This finding suggests that more systematic investigation of post-traumatic personal growth might be useful in guiding public health mass media efforts in the aftermath of future disasters. Research has suggested that public health messages play an important part in affecting psychological reactions to disasters.47–49 Promotion of positive cognitions might be an important pathway for these effects. Systematic research to explore this possibility is needed. In a more immediate way, the finding documents a psychological strength in the population affected by Katrina that is at least temporarily linked to an unexpectedly low prevalence of suicidality. It is important for public health officials to recognize, though, that this low suicidality might be temporary. For example, if the feelings of purpose, meaning, and inner strength reported by so many respondents are linked to an expectation that the practical problems of living created by the hurricane will soon be solved, and if these expectations are not met as time goes on, one could imagine the positive cognitions eroding and being replaced with a sense of hopelessness that, in the presence of the high levels of estimated mental illness found here, could lead to a substantial increase in suicidality. The finding of low suicidality, then, should be considered evidence of a short-term postponement rather than of a permanent absence of suicidality in this population.

EXERCISE INSTRUCTIONS:
1 > Decide whether each statement below agrees with the passage on suicidality after Hurricane Katrina, answering yes or no and quoting the words of the passage that settle it. (a) The low suicidality is to be seen as a short-term postponement. (b) Systematic research on promoting positive cognitions has already been carried out. (c) Estimated mental illness in the affected population was found to be low.
2 > Continue the passage on suicidality after Hurricane Katrina, starting after its final sentence.
The listing is not needed for any of this work.

RECORD EXCERPTS:
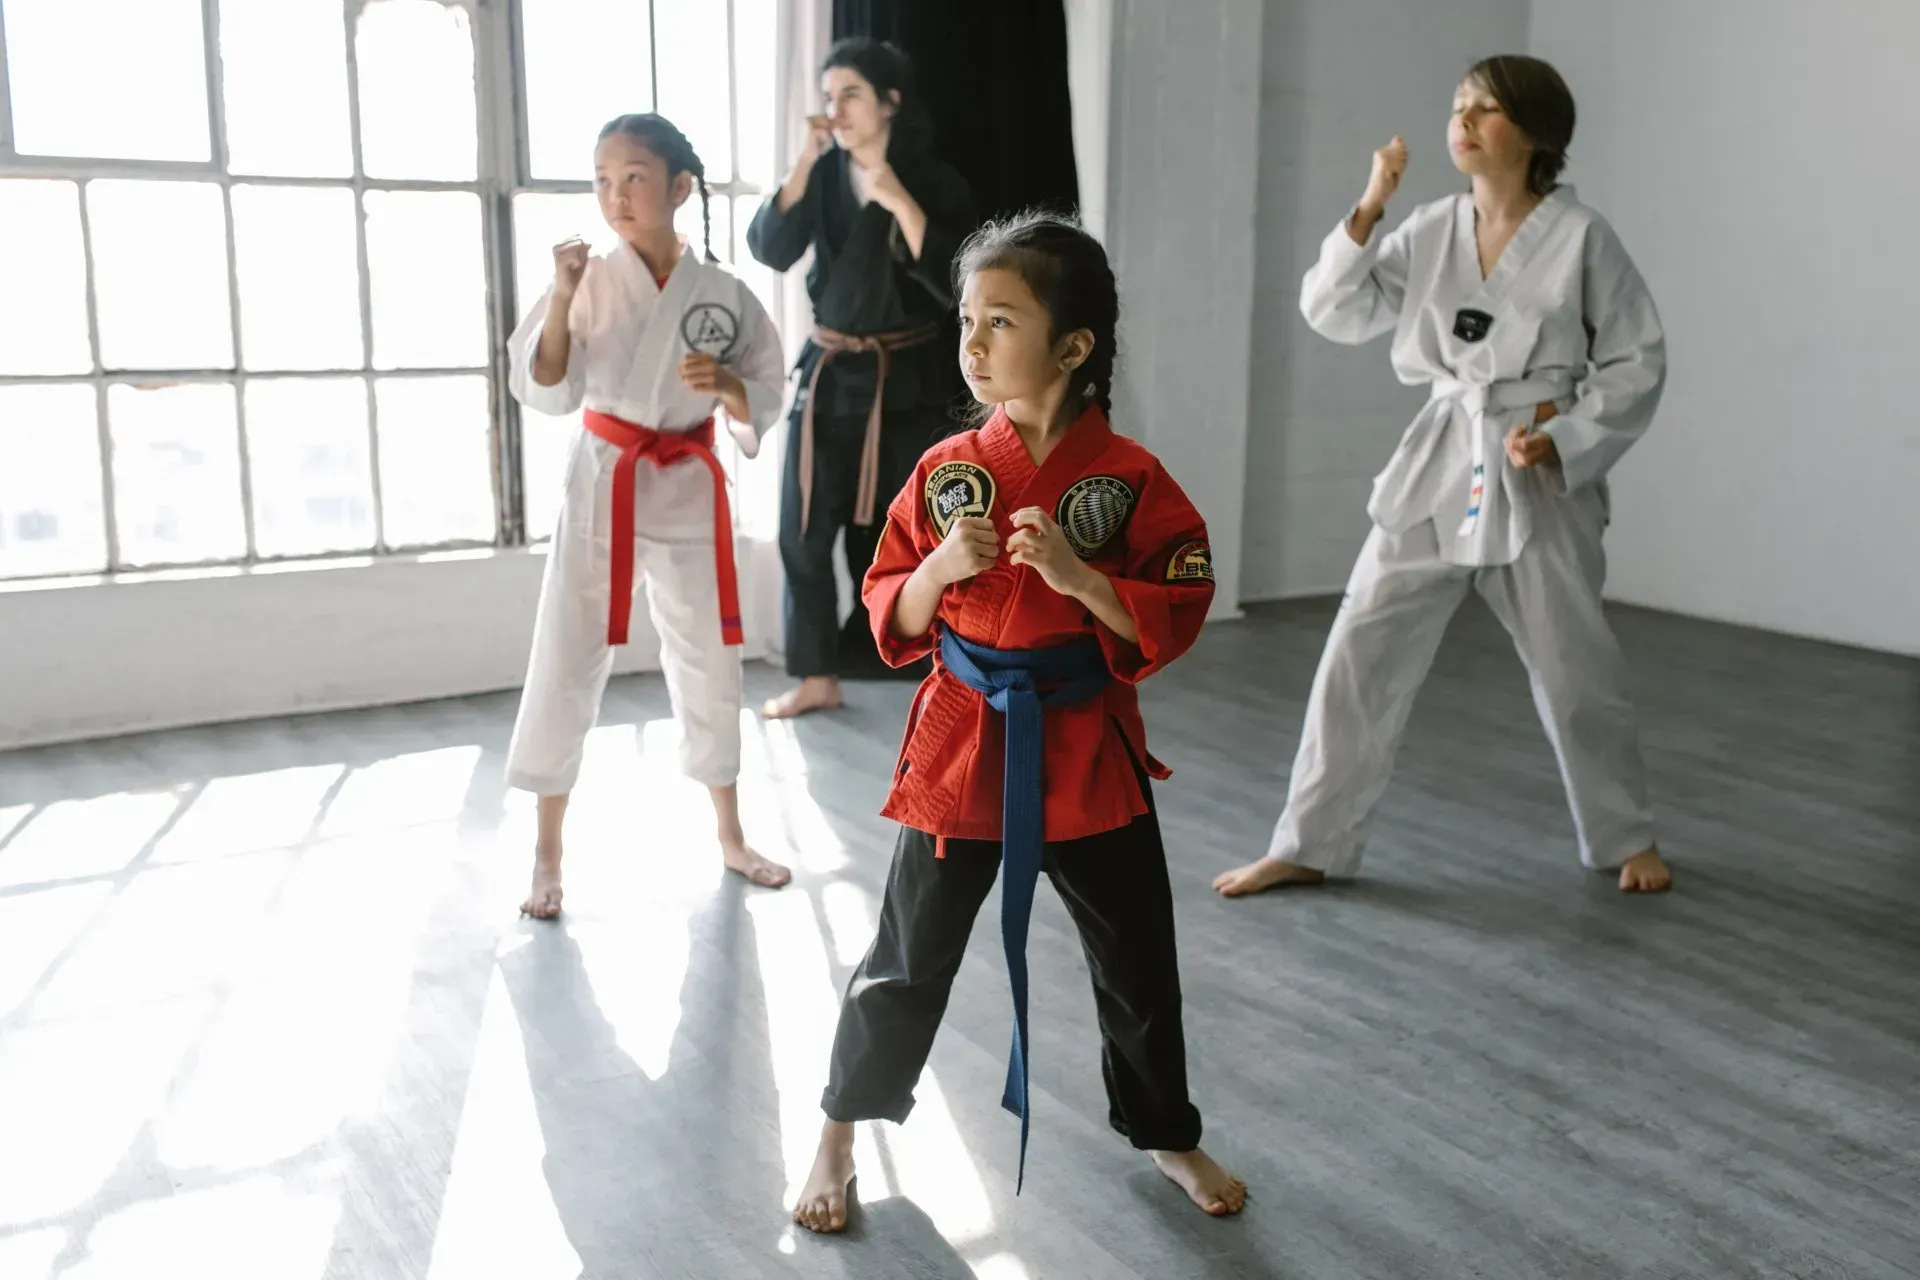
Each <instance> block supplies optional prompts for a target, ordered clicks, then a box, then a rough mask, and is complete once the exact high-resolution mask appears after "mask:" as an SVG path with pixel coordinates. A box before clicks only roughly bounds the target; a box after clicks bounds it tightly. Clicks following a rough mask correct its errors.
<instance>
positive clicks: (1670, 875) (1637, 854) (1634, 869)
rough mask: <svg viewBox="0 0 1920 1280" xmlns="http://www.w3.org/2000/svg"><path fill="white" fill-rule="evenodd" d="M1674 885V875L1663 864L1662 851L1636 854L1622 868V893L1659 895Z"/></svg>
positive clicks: (1673, 873)
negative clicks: (1661, 857)
mask: <svg viewBox="0 0 1920 1280" xmlns="http://www.w3.org/2000/svg"><path fill="white" fill-rule="evenodd" d="M1672 883H1674V873H1672V871H1670V869H1668V867H1667V864H1665V862H1661V850H1657V848H1649V850H1647V852H1644V854H1634V856H1632V858H1628V860H1626V864H1624V865H1622V867H1620V892H1630V894H1657V892H1663V890H1665V889H1667V887H1668V885H1672Z"/></svg>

RESPONSES IN ORDER:
1 >
(a) Yes: "should be considered evidence of a short-term postponement rather than of a permanent absence of suicidality in this population"
(b) No: "Systematic research to explore this possibility is needed."
(c) No: "in the presence of the high levels of estimated mental illness found here"

2 >
Funding/Support: The Hurricane Katrina Community Advisory Group is supported by the National Institute of Mental Health (R01 MH070884-01A2), with supplemental support from the Federal Emergency Management Agency. The funders had no role in the design and conduct of the study; collection, management, analysis, and interpretation of the data; and preparation, review, or approval of the manuscript.